> [WRITTEN TASK]: From the line containing "Please place a point on the car wheel" through the last line of the material, copy every line exactly, both ends inclusive; do not copy pictures.
start ENTRIES PROVIDED
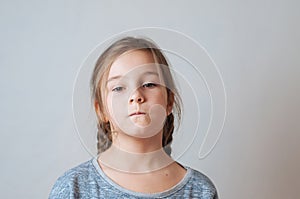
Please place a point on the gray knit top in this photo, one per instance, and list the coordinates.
(89, 181)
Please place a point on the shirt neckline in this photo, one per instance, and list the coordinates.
(172, 190)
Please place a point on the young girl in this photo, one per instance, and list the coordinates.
(135, 101)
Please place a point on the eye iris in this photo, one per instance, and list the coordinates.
(148, 85)
(118, 89)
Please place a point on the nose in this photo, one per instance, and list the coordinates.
(137, 97)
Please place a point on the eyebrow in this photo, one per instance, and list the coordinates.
(119, 76)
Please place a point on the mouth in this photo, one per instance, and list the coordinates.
(137, 113)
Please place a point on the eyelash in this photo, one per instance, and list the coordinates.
(149, 85)
(146, 85)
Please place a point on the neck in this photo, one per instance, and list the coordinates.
(133, 144)
(136, 155)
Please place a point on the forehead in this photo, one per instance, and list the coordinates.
(130, 61)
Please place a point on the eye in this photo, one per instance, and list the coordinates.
(149, 85)
(118, 89)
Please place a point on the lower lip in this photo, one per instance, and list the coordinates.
(138, 114)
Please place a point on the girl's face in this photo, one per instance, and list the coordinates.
(136, 98)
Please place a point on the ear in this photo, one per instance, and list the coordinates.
(100, 115)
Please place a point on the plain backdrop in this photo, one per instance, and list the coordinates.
(254, 43)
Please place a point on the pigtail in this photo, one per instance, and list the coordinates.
(104, 138)
(168, 133)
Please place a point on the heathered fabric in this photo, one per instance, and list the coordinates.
(89, 181)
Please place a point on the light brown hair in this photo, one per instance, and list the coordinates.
(100, 75)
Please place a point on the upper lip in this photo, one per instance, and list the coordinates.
(137, 113)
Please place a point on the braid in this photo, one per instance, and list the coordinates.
(168, 133)
(104, 137)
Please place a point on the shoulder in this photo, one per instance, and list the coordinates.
(75, 178)
(201, 183)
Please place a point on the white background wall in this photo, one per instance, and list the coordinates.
(254, 43)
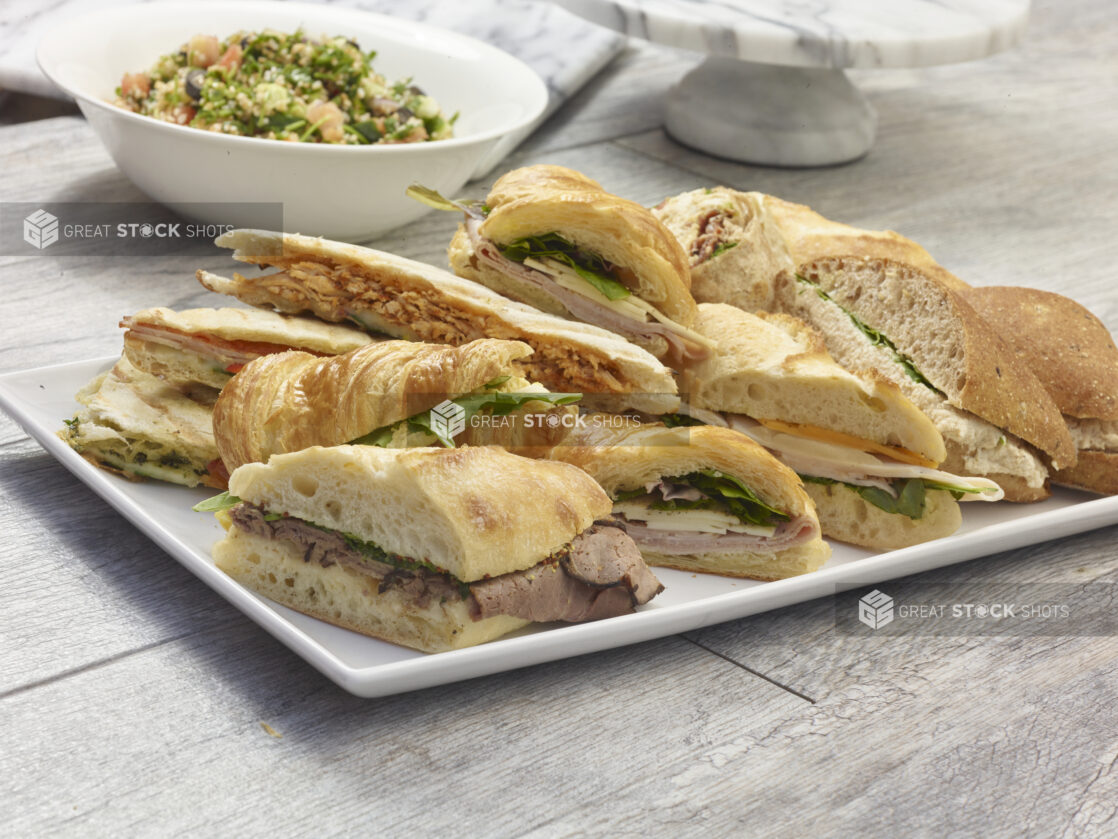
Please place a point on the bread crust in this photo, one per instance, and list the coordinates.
(409, 300)
(1068, 348)
(967, 361)
(540, 199)
(349, 599)
(752, 252)
(291, 401)
(845, 516)
(461, 509)
(776, 367)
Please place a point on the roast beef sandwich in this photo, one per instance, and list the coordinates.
(430, 548)
(390, 295)
(553, 238)
(139, 426)
(701, 498)
(208, 346)
(868, 456)
(391, 394)
(1074, 357)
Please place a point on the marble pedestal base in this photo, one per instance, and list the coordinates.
(768, 114)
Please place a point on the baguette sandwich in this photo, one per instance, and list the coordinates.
(868, 456)
(1074, 357)
(390, 295)
(392, 394)
(139, 426)
(430, 548)
(703, 499)
(553, 238)
(882, 303)
(208, 346)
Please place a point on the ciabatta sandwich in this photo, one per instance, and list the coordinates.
(1074, 357)
(390, 295)
(208, 346)
(139, 426)
(391, 394)
(553, 238)
(868, 456)
(701, 499)
(432, 548)
(735, 247)
(882, 303)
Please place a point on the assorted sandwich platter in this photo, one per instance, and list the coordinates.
(369, 668)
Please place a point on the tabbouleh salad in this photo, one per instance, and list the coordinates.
(282, 86)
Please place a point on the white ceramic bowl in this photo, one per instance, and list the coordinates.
(342, 191)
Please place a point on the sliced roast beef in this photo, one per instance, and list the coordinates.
(600, 574)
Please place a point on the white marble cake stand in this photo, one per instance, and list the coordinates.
(774, 90)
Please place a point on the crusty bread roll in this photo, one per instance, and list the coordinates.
(627, 456)
(407, 299)
(292, 401)
(776, 367)
(733, 245)
(1074, 357)
(461, 509)
(848, 517)
(989, 409)
(346, 597)
(541, 199)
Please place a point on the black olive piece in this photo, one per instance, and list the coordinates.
(193, 84)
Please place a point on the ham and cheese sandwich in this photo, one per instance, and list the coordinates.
(208, 346)
(391, 295)
(430, 548)
(701, 499)
(867, 454)
(553, 238)
(391, 394)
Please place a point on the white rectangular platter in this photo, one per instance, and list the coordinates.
(39, 401)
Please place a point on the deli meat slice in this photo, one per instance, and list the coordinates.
(787, 535)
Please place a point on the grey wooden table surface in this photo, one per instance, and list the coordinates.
(133, 700)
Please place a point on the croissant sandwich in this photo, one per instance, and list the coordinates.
(391, 394)
(865, 453)
(208, 346)
(390, 295)
(555, 238)
(428, 547)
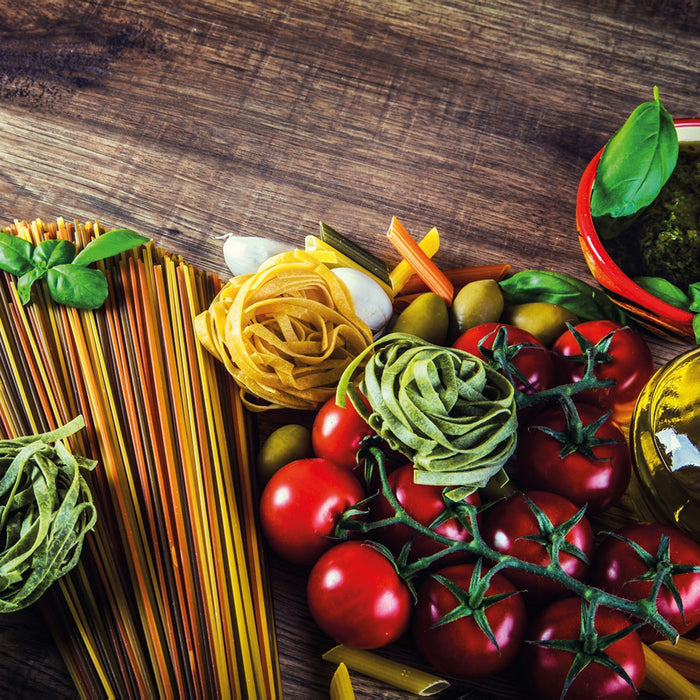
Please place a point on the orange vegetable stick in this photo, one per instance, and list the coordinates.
(419, 261)
(459, 276)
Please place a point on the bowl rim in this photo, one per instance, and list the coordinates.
(589, 235)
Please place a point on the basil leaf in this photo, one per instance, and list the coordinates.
(77, 286)
(15, 254)
(25, 282)
(664, 290)
(109, 244)
(636, 162)
(587, 302)
(53, 252)
(694, 294)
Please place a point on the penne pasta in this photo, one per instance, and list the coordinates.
(341, 686)
(393, 673)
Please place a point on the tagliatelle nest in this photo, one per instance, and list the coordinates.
(286, 333)
(450, 413)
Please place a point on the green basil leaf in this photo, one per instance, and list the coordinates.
(15, 254)
(587, 302)
(109, 244)
(53, 252)
(77, 286)
(664, 290)
(694, 294)
(636, 162)
(25, 282)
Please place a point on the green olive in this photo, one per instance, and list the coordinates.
(284, 445)
(425, 317)
(545, 321)
(476, 303)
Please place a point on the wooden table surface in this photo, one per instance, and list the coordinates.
(187, 120)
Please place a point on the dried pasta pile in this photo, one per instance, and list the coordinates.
(169, 598)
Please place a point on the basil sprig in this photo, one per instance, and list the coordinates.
(587, 302)
(635, 163)
(675, 296)
(69, 281)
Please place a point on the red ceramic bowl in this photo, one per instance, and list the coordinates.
(653, 313)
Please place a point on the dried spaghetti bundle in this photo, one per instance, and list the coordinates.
(285, 333)
(169, 597)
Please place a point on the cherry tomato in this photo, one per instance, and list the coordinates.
(460, 647)
(532, 368)
(629, 362)
(301, 504)
(597, 478)
(511, 524)
(336, 433)
(424, 504)
(547, 668)
(617, 568)
(357, 598)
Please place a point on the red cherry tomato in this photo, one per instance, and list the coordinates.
(630, 364)
(617, 568)
(597, 479)
(336, 433)
(357, 598)
(424, 504)
(547, 668)
(301, 504)
(460, 647)
(532, 368)
(510, 526)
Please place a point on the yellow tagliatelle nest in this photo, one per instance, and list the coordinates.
(286, 333)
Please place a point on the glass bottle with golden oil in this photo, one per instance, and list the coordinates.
(665, 444)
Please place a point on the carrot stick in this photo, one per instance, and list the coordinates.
(429, 244)
(459, 276)
(419, 261)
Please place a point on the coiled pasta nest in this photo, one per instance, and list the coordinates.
(286, 333)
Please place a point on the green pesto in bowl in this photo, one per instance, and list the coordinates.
(664, 239)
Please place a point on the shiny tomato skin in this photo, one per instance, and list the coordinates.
(547, 668)
(617, 565)
(536, 364)
(509, 522)
(357, 598)
(597, 481)
(631, 365)
(460, 648)
(424, 503)
(301, 504)
(336, 433)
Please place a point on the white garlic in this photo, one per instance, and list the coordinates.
(372, 303)
(245, 254)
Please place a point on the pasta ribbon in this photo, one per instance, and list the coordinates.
(285, 333)
(450, 413)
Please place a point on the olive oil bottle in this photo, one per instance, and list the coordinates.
(665, 443)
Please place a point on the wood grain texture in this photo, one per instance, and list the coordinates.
(188, 120)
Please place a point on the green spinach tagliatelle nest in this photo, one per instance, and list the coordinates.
(447, 411)
(46, 509)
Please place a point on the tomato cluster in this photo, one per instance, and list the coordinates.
(482, 586)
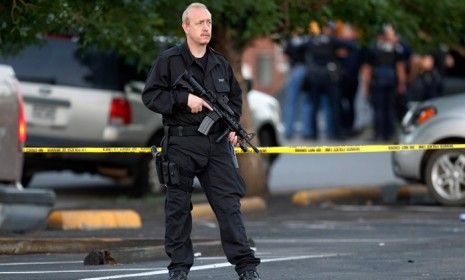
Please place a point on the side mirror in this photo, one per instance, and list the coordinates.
(134, 87)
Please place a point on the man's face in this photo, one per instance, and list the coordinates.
(198, 26)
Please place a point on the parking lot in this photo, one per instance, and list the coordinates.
(326, 241)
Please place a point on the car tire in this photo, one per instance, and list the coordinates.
(26, 179)
(445, 176)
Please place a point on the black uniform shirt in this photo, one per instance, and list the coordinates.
(160, 96)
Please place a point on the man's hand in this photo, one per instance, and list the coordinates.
(196, 104)
(232, 137)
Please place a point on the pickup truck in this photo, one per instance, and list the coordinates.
(76, 98)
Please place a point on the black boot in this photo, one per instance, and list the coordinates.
(179, 275)
(249, 275)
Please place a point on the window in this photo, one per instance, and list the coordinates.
(61, 62)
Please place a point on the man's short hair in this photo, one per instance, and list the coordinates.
(190, 7)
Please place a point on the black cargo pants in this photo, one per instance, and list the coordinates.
(213, 165)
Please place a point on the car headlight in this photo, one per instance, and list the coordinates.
(416, 117)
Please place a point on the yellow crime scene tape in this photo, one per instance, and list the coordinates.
(265, 150)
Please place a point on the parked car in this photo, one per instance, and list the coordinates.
(20, 210)
(77, 98)
(437, 121)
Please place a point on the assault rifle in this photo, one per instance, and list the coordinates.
(221, 111)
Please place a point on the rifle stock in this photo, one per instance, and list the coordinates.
(221, 110)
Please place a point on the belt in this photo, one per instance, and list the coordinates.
(190, 130)
(183, 131)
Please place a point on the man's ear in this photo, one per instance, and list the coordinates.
(185, 27)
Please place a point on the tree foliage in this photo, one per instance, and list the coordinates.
(132, 27)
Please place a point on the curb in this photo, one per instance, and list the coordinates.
(93, 219)
(388, 194)
(204, 211)
(122, 250)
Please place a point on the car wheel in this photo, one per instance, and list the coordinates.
(445, 176)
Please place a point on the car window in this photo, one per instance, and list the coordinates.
(59, 61)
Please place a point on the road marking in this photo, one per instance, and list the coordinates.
(213, 266)
(330, 240)
(39, 263)
(74, 271)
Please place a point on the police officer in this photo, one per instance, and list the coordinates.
(384, 79)
(196, 154)
(322, 53)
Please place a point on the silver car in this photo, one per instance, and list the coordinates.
(437, 121)
(86, 98)
(20, 210)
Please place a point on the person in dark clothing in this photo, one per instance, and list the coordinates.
(350, 65)
(427, 83)
(384, 78)
(295, 85)
(196, 154)
(324, 74)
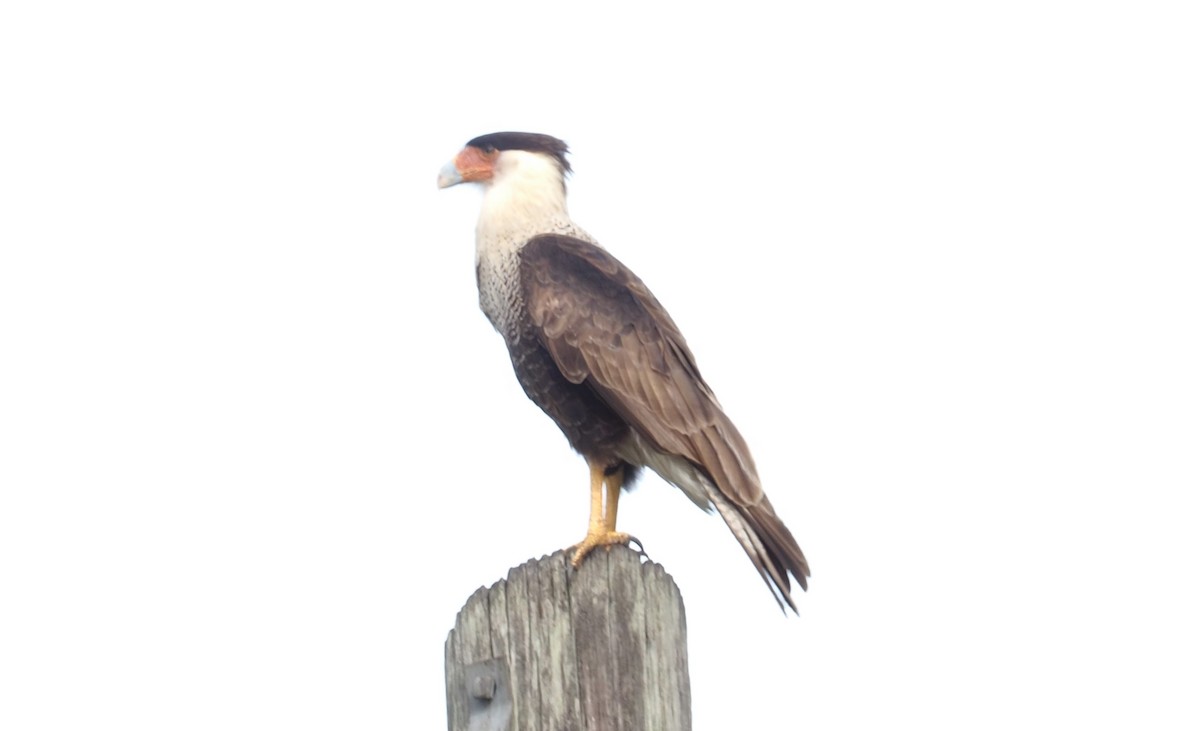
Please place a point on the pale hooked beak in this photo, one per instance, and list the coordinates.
end ENTRIES PROVIDED
> [IN RESPONSE]:
Please place a point on the car wheel in this photo, one per instance, and list the coordinates.
(445, 176)
Please place a point on the car window in this photo, one per instance, and list the coordinates.
(59, 61)
Please place a point on the road marking in this photo, one per instance, and list the coordinates.
(213, 266)
(330, 240)
(39, 263)
(74, 271)
Please place a point on the police officer in this photo, one per instance, and list the coordinates.
(384, 79)
(196, 154)
(322, 53)
Please place a point on the silver car in this photo, one per instance, and list the coordinates.
(437, 121)
(86, 98)
(20, 210)
Please place a point on the person in dark clothing in this photo, one per instance, and list the coordinates.
(350, 65)
(427, 83)
(384, 78)
(295, 85)
(196, 154)
(324, 74)
Please place a point on the pale hooked beak in this photo, one per instance, and list the coordinates.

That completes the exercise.